WHAT YOU ARE ASKED TO DO:
Please reproduce everything from the line containing "Would you please place a dot on the dirt" down to the line containing "point(39, 428)", swapping "rear tire" for "back wheel" and leaving all else unchanged.

(Image point annotation lines)
>>>>>

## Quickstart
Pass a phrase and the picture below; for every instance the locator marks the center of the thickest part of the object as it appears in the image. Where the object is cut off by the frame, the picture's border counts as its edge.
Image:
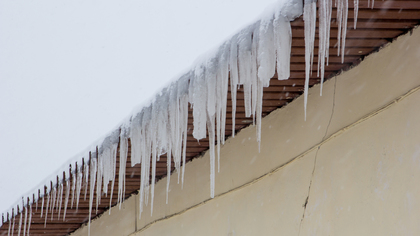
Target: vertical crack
(316, 155)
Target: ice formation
(250, 59)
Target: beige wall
(360, 171)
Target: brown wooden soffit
(375, 28)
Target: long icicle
(309, 16)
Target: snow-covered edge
(250, 59)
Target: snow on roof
(249, 59)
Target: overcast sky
(71, 71)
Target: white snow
(249, 58)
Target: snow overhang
(377, 25)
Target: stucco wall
(355, 161)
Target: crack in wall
(304, 153)
(316, 155)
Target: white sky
(71, 71)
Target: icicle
(114, 161)
(73, 187)
(147, 134)
(283, 45)
(233, 71)
(42, 206)
(54, 196)
(67, 199)
(20, 222)
(30, 219)
(199, 96)
(342, 13)
(211, 128)
(13, 226)
(245, 67)
(344, 28)
(10, 224)
(26, 220)
(123, 160)
(356, 12)
(183, 113)
(79, 179)
(254, 70)
(99, 173)
(309, 16)
(36, 203)
(325, 7)
(135, 133)
(266, 55)
(93, 169)
(224, 84)
(46, 210)
(60, 203)
(86, 181)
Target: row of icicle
(249, 59)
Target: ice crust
(249, 59)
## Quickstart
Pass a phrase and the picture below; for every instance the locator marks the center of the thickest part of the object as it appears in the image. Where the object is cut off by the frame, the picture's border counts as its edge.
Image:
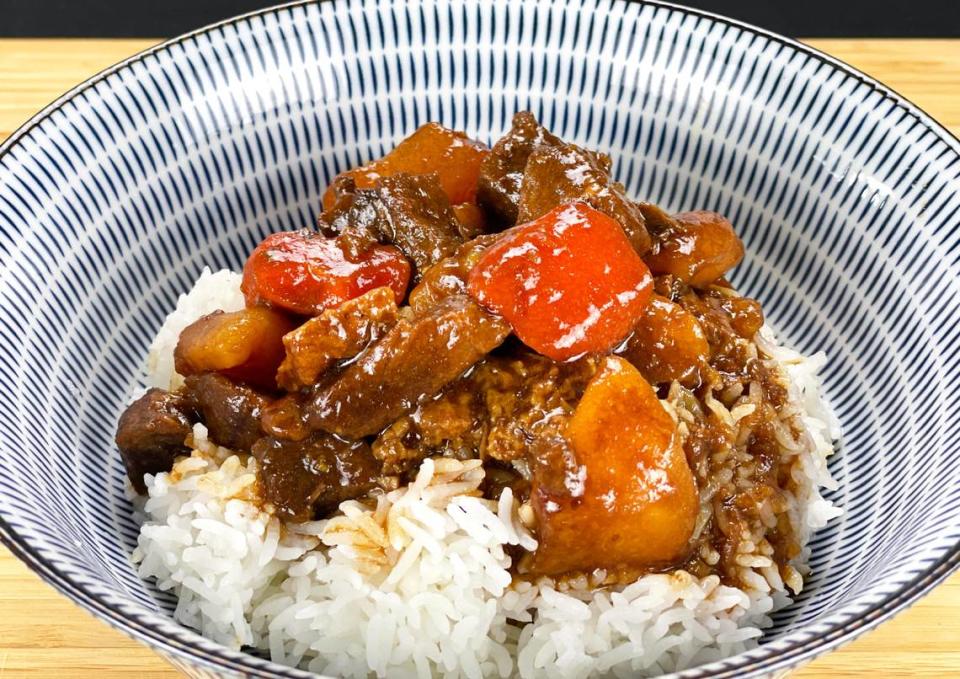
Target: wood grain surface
(43, 634)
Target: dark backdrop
(164, 18)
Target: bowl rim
(757, 662)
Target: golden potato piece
(668, 344)
(696, 247)
(628, 497)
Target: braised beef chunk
(336, 334)
(501, 172)
(304, 479)
(505, 406)
(151, 433)
(409, 211)
(449, 275)
(412, 362)
(230, 411)
(557, 175)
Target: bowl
(114, 198)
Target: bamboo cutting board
(43, 634)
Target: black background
(165, 18)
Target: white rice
(212, 292)
(419, 585)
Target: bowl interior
(112, 204)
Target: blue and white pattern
(115, 197)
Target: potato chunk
(668, 344)
(627, 498)
(245, 345)
(431, 148)
(696, 247)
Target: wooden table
(43, 634)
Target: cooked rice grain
(418, 583)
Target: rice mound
(419, 584)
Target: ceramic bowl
(115, 197)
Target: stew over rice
(510, 304)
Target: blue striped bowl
(115, 197)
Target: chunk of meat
(151, 434)
(230, 411)
(494, 412)
(626, 496)
(501, 172)
(245, 345)
(338, 333)
(304, 273)
(557, 175)
(568, 283)
(668, 344)
(449, 275)
(698, 248)
(431, 148)
(470, 220)
(412, 362)
(449, 425)
(310, 478)
(409, 211)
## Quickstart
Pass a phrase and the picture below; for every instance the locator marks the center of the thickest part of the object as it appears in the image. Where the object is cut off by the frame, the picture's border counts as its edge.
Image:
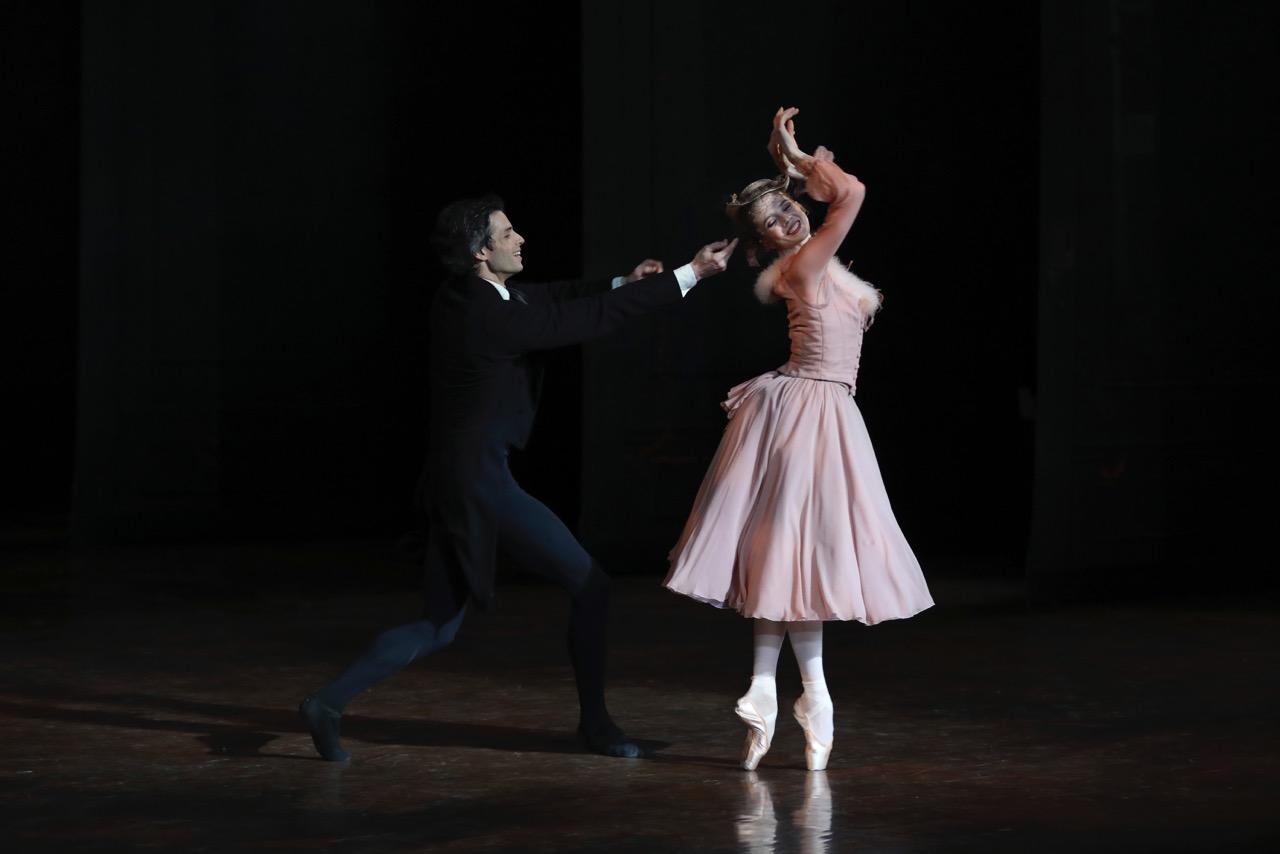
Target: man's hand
(713, 257)
(644, 268)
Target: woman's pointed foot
(323, 724)
(759, 731)
(816, 720)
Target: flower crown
(776, 186)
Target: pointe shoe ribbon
(816, 752)
(759, 734)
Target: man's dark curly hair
(462, 229)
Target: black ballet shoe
(323, 724)
(609, 740)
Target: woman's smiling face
(780, 222)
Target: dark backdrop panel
(935, 108)
(1157, 356)
(259, 183)
(39, 191)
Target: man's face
(502, 256)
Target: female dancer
(791, 525)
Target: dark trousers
(538, 542)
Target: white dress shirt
(685, 278)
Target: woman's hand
(782, 144)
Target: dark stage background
(218, 275)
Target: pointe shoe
(759, 734)
(816, 753)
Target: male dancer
(485, 383)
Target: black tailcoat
(485, 383)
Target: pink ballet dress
(791, 520)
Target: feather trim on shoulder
(869, 298)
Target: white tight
(807, 645)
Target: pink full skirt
(792, 521)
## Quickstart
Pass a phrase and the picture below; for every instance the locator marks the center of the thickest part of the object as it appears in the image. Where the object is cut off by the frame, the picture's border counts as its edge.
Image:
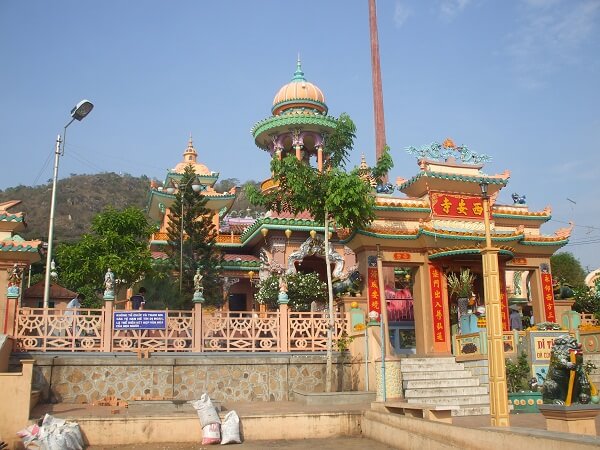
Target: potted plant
(521, 389)
(461, 286)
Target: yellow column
(283, 327)
(491, 287)
(197, 343)
(107, 331)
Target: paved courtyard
(345, 443)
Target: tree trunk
(331, 325)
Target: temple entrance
(237, 302)
(314, 264)
(399, 282)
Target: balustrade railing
(46, 330)
(91, 330)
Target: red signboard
(504, 304)
(437, 304)
(456, 205)
(374, 294)
(548, 294)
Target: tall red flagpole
(377, 85)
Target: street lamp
(78, 113)
(493, 308)
(196, 187)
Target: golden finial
(448, 143)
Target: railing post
(282, 301)
(107, 325)
(197, 325)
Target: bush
(517, 374)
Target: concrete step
(472, 410)
(444, 360)
(436, 375)
(442, 367)
(434, 384)
(445, 391)
(452, 400)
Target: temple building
(428, 226)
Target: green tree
(587, 300)
(303, 288)
(198, 249)
(335, 195)
(118, 240)
(567, 269)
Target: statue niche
(315, 246)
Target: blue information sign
(140, 320)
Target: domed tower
(299, 124)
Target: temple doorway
(399, 282)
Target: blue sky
(517, 80)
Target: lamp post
(493, 308)
(78, 113)
(196, 187)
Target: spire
(298, 74)
(190, 154)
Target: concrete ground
(341, 443)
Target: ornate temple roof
(297, 104)
(190, 156)
(299, 93)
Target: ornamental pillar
(283, 300)
(107, 327)
(197, 331)
(320, 158)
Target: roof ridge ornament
(443, 152)
(298, 74)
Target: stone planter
(525, 402)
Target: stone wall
(89, 378)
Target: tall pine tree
(199, 240)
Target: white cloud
(548, 35)
(401, 13)
(451, 8)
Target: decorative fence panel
(240, 332)
(176, 337)
(308, 330)
(83, 330)
(45, 330)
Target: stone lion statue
(556, 385)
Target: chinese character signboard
(140, 320)
(437, 304)
(456, 205)
(373, 286)
(548, 294)
(504, 304)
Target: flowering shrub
(303, 288)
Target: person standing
(515, 319)
(138, 300)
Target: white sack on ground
(230, 429)
(207, 413)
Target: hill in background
(80, 197)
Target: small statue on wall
(567, 381)
(109, 283)
(519, 199)
(15, 275)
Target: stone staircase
(443, 381)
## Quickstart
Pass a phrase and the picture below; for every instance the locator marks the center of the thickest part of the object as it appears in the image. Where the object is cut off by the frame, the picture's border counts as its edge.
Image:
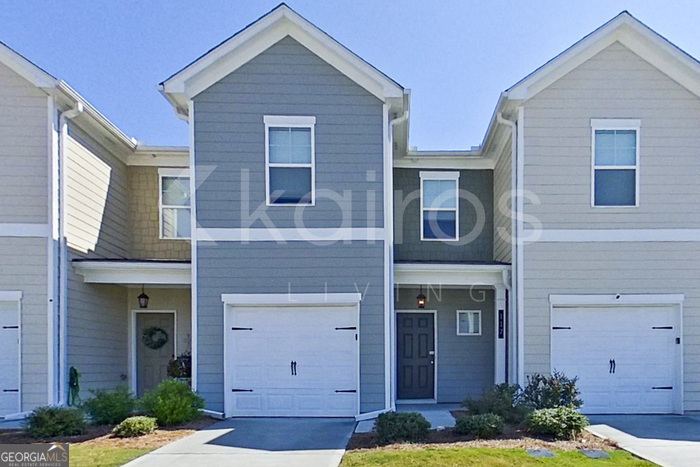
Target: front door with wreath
(155, 346)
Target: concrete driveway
(667, 440)
(258, 442)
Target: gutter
(62, 295)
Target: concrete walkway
(667, 440)
(312, 442)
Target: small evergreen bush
(47, 422)
(401, 426)
(110, 407)
(485, 425)
(501, 400)
(172, 403)
(560, 422)
(135, 426)
(550, 391)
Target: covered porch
(452, 327)
(155, 324)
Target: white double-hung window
(289, 160)
(439, 206)
(174, 204)
(615, 164)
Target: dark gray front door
(416, 355)
(152, 364)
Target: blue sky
(455, 56)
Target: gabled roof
(260, 35)
(630, 32)
(25, 68)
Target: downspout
(63, 250)
(515, 278)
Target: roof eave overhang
(247, 44)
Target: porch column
(500, 337)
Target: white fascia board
(631, 33)
(261, 35)
(615, 299)
(107, 272)
(292, 299)
(12, 296)
(450, 274)
(25, 68)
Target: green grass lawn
(481, 457)
(103, 456)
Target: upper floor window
(289, 160)
(439, 206)
(174, 204)
(615, 163)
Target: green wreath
(154, 337)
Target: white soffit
(628, 31)
(260, 36)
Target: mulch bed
(512, 437)
(102, 435)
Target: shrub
(485, 425)
(560, 422)
(135, 426)
(401, 426)
(500, 400)
(172, 403)
(47, 422)
(550, 391)
(110, 407)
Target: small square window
(468, 322)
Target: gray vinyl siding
(24, 150)
(611, 268)
(24, 268)
(97, 226)
(615, 83)
(297, 267)
(465, 364)
(288, 79)
(502, 205)
(407, 243)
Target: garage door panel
(640, 340)
(260, 359)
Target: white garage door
(627, 358)
(292, 361)
(9, 361)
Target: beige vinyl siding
(97, 227)
(144, 217)
(615, 83)
(502, 212)
(24, 268)
(611, 268)
(24, 150)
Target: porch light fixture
(421, 298)
(143, 299)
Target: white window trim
(615, 124)
(282, 121)
(481, 324)
(429, 175)
(170, 172)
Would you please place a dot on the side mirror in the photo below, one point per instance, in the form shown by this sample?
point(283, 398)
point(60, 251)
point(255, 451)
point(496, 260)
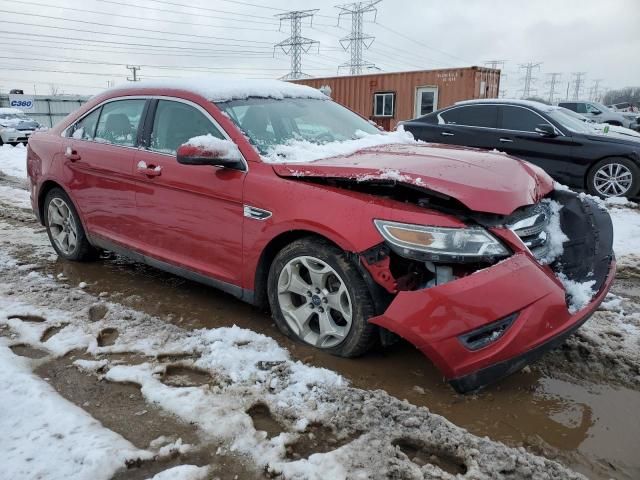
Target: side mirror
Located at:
point(208, 150)
point(546, 130)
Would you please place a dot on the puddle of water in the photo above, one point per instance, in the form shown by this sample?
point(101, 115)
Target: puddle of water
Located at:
point(591, 428)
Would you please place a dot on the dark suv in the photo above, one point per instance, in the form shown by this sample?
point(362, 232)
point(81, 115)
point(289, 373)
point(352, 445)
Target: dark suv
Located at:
point(572, 152)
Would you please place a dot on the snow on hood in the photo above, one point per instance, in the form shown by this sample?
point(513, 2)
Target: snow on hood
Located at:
point(482, 181)
point(218, 89)
point(302, 151)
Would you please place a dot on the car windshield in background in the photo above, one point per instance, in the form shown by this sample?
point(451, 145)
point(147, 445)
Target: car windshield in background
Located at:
point(269, 122)
point(570, 122)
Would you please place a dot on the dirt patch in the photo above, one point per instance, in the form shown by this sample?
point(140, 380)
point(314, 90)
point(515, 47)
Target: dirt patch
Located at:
point(264, 421)
point(182, 376)
point(317, 438)
point(422, 455)
point(98, 312)
point(28, 351)
point(107, 337)
point(50, 332)
point(28, 318)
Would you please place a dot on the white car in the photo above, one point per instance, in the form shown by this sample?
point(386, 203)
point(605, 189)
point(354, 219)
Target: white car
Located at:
point(15, 126)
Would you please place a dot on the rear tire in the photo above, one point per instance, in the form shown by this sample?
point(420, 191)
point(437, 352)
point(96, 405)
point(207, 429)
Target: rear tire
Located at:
point(613, 177)
point(66, 234)
point(317, 296)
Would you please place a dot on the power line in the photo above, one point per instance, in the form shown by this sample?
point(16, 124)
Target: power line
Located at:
point(577, 84)
point(356, 40)
point(529, 80)
point(553, 81)
point(296, 44)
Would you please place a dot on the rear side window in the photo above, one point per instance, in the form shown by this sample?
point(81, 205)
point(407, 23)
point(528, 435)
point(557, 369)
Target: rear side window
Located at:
point(119, 122)
point(175, 123)
point(85, 129)
point(520, 119)
point(472, 116)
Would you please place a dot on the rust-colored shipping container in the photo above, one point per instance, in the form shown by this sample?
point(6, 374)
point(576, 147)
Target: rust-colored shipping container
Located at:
point(387, 98)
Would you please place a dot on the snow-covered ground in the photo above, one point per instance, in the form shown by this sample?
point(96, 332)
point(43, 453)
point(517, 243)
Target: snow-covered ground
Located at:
point(39, 428)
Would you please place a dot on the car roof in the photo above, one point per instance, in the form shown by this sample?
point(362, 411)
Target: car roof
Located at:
point(223, 89)
point(509, 101)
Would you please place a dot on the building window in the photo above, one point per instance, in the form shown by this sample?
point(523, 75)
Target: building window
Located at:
point(384, 104)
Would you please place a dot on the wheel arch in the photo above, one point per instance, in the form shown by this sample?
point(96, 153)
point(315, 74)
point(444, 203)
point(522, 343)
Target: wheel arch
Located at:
point(633, 158)
point(269, 253)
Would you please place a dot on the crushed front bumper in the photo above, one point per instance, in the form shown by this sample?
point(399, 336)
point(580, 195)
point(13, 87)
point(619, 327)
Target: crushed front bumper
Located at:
point(437, 320)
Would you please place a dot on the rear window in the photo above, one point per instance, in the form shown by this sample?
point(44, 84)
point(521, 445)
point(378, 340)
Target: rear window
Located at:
point(471, 116)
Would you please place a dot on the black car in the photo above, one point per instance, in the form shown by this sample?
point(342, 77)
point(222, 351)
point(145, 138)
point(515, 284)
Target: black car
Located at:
point(574, 153)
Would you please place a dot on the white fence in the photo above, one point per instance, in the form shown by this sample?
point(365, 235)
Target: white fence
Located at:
point(50, 109)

<<<<<

SOLUTION BELOW:
Would you please place a dot on the dirt patch in the photo above, one point per instance, in the form shown by this sample?
point(140, 380)
point(314, 90)
point(515, 47)
Target: dirt patch
Located at:
point(264, 421)
point(182, 376)
point(317, 438)
point(422, 455)
point(98, 312)
point(28, 351)
point(107, 337)
point(50, 332)
point(28, 318)
Would you please place a dot on the white car in the photo above, one point per instance, in the form shown by this sample?
point(386, 203)
point(605, 189)
point(354, 219)
Target: white car
Located at:
point(15, 126)
Would you please place a dot on the back wheel in the photo above, one point per instance, in the form shown by this sample?
point(420, 191)
point(437, 352)
point(96, 405)
point(207, 429)
Target: back wheel
Located at:
point(613, 177)
point(66, 234)
point(317, 296)
Would you please place a dot on the power line in the photo above, one point per instance, in the form shown by this sample?
point(16, 124)
Target: power line
Located at:
point(577, 84)
point(356, 40)
point(529, 80)
point(553, 81)
point(296, 44)
Would you please place a dot on the rear side window in the photo above, one point per instance, in the form shown by this sample?
point(81, 205)
point(407, 23)
point(528, 435)
point(557, 369)
Target: rear side window
Located at:
point(119, 122)
point(175, 123)
point(85, 129)
point(520, 119)
point(472, 116)
Would you please place a dot on the rust-colored shipping container in the photo above, one point per instance, in the form shown by this sample?
point(6, 374)
point(576, 147)
Target: rust-colored shipping container
Located at:
point(387, 98)
Would you please place a dot on the snow-covered ground in the photo above, one point per instance, in the form shown by this sample?
point(96, 332)
point(43, 453)
point(517, 243)
Target: snow-covered ground
Located at:
point(39, 428)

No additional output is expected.